◆ **EXTRAIT DU DOCUMENT**
□ □ □ □
Comme nous en avons fait état à de nombreuses reprises dans nos colonnes, les représentants des directions et des personnels de la Sécurité sociale sont engagés depuis près de deux ans dans une négociation devant aboutir à la refonte des classifications.
Alors que la direction a soumis un projet d’accord aux organisations syndicales, il n’est pas du tout évident qu’il faille s’attendre à une issue favorable dans ce dossier.
Un projet sur la table
Il y a quelques jours, le 24 novembre dernier, après deux années de discussions pas toujours sereines, l’UCANSS, représentant les employeurs de la Sécurité sociale, a proposé aux représentants des salariés un projet d’accord sur les classifications. Il prévoit une unification de la grille des classifications pour les quelque 141 000 salariés des institutions de la Sécurité sociale. Ceci est un changement important, car ces salariés sont actuellement couverts par quatre grilles différentes : celles des employés et cadres, des informaticiens, des personnels des UGECAM et des ingénieurs conseil.
Le projet de classification de l’Ucanss repose sur une grille unique pour les non cadres et les cadres, avec quatre niveaux pour les premiers et cinq pour les seconds. Le placement des salariés dans la grille serait effectué en fonction de leur emploi, par le moyen d’un système d’emplois repères. Enfin, le déroulement de carrière n’évoluerait guère par rapport à celui existant dans le système actuel.
La CFDT plutôt ouverte…
S’exprimant sur le projet de classifications de l’UCANSS, la CFDT le juge de manière plutôt positive. Tout d’abord, elle juge inévitable de revoir les classifications, affirmant que le système actuellement en vigueur à la Sécurité sociale est « à bout de souffle ». Surtout, elle assure que le projet ne remet pas en cause les droits acquis des personnels, en particulier en termes de statuts, de rémunération et de déroulement de carrière. Enfin, elle insiste sur le fait qu’en cas de non adoption du projet, l’enveloppe de 80 millions d’euros d’accompagnement de la négociation proposée par la tutelle étatique sera perdue.
Malgré ces éléments qui, du point de vue de la CFDT, pèsent en faveur d’une validation du projet, elle n’a pas encore arrêté sa position à son endroit. Il est vrai que certaines de ses revendications, par exemple en matière de prise en compte de l’ancienneté, n’ont pas été satisfaites par l’UCANSS. Aussi des consultations internes à l’organisation ont-elles lieu afin de définir la position de l’organisation au sujet du projet de classifications.
□ □ □ □
◆ **EXTRAITS DES ITEMS**

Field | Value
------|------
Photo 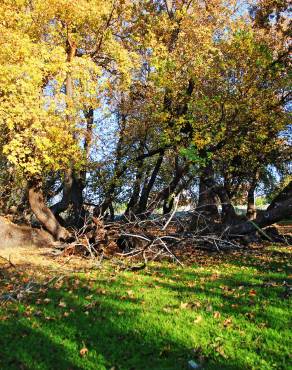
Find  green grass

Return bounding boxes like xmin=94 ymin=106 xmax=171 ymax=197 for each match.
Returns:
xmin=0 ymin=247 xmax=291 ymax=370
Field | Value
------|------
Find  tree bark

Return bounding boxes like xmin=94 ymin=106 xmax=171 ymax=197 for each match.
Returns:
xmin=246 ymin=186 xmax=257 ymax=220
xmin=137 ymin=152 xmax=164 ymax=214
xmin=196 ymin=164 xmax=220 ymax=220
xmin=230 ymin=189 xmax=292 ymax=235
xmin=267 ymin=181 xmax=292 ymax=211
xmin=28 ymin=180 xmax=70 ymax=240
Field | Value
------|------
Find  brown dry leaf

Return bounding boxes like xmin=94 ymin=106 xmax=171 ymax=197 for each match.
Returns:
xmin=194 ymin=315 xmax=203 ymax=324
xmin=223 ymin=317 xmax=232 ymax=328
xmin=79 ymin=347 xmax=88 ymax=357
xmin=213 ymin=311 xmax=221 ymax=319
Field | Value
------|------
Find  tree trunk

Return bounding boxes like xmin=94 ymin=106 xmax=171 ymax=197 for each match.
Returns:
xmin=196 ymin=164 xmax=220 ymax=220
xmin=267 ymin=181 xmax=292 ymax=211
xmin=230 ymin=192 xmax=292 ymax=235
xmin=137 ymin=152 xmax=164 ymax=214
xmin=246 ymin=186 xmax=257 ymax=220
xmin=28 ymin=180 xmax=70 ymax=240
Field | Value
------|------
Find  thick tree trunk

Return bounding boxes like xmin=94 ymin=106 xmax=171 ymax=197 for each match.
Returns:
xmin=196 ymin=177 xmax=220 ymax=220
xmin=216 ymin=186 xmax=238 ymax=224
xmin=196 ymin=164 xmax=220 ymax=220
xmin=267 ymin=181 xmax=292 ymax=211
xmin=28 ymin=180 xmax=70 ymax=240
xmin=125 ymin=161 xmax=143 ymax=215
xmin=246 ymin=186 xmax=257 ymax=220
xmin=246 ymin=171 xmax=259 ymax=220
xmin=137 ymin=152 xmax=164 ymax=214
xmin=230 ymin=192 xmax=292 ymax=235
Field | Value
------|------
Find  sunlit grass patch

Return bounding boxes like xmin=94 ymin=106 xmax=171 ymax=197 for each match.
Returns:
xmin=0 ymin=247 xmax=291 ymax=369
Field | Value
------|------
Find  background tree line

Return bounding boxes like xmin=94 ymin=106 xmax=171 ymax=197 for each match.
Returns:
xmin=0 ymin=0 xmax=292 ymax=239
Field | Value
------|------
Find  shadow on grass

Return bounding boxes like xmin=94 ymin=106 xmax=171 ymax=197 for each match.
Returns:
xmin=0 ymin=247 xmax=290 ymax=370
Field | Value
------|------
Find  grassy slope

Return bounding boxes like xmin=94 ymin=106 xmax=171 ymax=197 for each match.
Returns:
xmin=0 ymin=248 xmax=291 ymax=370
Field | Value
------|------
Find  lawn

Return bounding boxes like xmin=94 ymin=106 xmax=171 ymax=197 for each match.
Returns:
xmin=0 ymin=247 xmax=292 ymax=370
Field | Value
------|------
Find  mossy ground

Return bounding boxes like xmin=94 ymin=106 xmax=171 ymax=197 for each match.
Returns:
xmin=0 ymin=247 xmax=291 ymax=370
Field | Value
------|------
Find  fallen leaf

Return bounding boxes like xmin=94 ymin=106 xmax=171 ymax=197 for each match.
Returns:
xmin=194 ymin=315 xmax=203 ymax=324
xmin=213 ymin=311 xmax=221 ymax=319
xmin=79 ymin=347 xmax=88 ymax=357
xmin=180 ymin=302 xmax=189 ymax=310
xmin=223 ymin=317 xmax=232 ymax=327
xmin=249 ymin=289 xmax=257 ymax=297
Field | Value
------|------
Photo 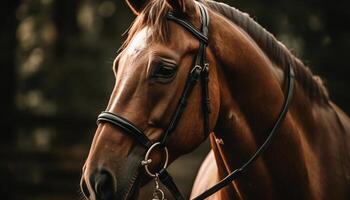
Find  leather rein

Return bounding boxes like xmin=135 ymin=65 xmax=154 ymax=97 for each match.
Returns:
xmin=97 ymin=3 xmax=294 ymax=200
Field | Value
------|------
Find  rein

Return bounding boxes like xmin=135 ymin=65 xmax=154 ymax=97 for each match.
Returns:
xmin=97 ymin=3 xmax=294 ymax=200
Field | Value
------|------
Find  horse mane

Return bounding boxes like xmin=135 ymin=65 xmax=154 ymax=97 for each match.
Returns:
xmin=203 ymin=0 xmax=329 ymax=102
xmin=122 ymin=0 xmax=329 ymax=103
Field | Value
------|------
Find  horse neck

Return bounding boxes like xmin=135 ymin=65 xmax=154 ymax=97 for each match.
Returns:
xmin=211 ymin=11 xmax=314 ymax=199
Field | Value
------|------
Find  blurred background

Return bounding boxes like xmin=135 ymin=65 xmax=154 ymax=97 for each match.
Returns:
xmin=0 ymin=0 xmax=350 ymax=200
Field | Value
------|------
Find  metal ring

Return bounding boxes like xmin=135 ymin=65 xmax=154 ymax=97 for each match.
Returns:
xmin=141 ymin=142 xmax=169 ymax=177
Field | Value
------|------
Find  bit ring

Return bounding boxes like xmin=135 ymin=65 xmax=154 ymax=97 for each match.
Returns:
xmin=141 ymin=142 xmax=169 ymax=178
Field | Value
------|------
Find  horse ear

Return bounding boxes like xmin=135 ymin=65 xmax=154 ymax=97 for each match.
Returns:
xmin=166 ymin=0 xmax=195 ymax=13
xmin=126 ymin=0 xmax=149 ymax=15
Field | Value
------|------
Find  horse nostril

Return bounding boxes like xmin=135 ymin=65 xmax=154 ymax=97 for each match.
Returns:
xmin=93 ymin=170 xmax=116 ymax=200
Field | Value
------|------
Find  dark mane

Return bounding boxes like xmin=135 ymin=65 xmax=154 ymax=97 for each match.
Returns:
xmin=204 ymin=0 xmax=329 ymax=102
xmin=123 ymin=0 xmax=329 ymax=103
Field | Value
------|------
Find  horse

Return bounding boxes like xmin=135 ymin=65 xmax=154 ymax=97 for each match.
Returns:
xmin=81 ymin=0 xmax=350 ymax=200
□ □ □ □
◆ **LISTE DES TÂCHES**
A) Dans le texte sur la refonte des classifications à la Sécurité sociale, combien de grilles distinctes couvrent actuellement les salariés, et lesquelles ?
B) Poursuivez le texte sur la négociation des classifications à la Sécurité sociale à partir de sa dernière phrase.
Les items n'ont aucun rôle dans ce travail.

◆ **RÉSULTATS DE L'EXERCICE**
A) Quatre grilles : celles des employés et cadres, des informaticiens, des personnels des UGECAM et des ingénieurs conseil.

B)
… mais FO et la CGT très critiques
Du côté de FO et de la CGT en revanche, les choses paraissent bien plus claires. Par le biais de plusieurs communiqués publiés ces derniers jours, le SNFOCOS, organisation FO représentant l’encadrement, a vivement dénoncé le projet des employeurs de la Sécurité sociale. FO fustige notamment « l’enveloppe insuffisante » proposée par l’Etat, la remise en cause de la prise en compte de l’ancienneté, la nécessité de changer d’emploi pour connaître une évolution professionnelle ainsi que le « déclassement » des cadres – au moins deux niveaux du projet de grille comprendraient à la fois des cadres et des non cadres. D’après nos informations, le syndicat FO des employés de la Sécurité sociale développe des critiques proches de celles formulées par le SNFOCOS.
La CGT, elle aussi, se montre très critique à l’encontre du projet d’accord sur les classifications de la Sécurité sociale porté par l’UCANSS. « Qui veut nous faire croire que le projet de classifications de l’UCANSS a un autre objectif que de maîtriser encore plus drastiquement la masse salariale ? » demande la CGT, avant de dérouler ses critiques à l’encontre du projet : remise en cause de l’ancienneté, primes à la place de hausses de la valeur du point, évolution salariale et professionnelle très limitées, en particulier. « Qui pourrait accepter de signer ce projet de classifications ? » s’interroge finalement la CGT.
Vers un nouvel échec paritaire à la Sécurité sociale
La défiance de FO et de la CGT vis-à-vis du projet d’accord sur les classifications est une fort mauvaise nouvelle pour les employeurs de la Sécurité sociale. La représentativité syndicale y est en effet relativement équilibrée, la CFDT, la CGT et FO représentant environ chacune un tiers des effectifs. Dans ces conditions, même si la CFDT devait signer le texte de l’UCANSS, ses chances de réussite sont limitées. FO a d’ores et déjà annoncé qu’elle s’opposerait au projet d’accord de la direction et il y a tout lieu de penser que la CGT ne le laissera pas passer. Contactée, la CGT ne nous a pas encore répondu sur la stratégie qu’elle allait adopter. « Il est très probable que le projet d’accord sur les classifications va capoter » affirme toutefois un représentant des salariés de la Sécurité sociale.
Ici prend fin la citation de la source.